- [Requirement]:
Look over the entries that follow. Report how many lines contain "steeple", with nothing else.

Natural language region descriptions:
• • • •

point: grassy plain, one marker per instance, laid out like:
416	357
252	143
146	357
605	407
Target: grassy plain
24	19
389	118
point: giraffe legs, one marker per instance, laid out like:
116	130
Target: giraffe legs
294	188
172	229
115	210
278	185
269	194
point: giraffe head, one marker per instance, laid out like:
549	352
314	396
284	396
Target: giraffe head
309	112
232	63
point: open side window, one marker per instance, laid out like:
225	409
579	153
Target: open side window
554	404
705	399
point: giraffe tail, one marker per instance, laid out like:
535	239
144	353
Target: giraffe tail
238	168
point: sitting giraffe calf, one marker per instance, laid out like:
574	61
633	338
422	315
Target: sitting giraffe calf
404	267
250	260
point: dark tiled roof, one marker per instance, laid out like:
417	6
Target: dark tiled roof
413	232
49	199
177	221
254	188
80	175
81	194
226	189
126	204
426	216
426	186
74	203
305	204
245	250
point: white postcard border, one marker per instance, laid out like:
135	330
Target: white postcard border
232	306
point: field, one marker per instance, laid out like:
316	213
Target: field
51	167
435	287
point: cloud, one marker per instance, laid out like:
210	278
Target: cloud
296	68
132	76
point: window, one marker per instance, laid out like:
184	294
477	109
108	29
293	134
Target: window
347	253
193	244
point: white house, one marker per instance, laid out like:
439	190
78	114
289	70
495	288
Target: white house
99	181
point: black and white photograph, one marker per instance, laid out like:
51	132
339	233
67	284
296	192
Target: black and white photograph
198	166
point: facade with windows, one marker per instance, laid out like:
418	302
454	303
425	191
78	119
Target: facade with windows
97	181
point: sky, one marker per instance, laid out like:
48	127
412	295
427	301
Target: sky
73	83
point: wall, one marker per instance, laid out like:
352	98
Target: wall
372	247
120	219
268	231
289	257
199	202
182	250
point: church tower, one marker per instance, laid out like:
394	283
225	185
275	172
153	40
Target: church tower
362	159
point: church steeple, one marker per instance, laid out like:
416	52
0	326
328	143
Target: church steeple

• • • •

- [Answer to this task]:
2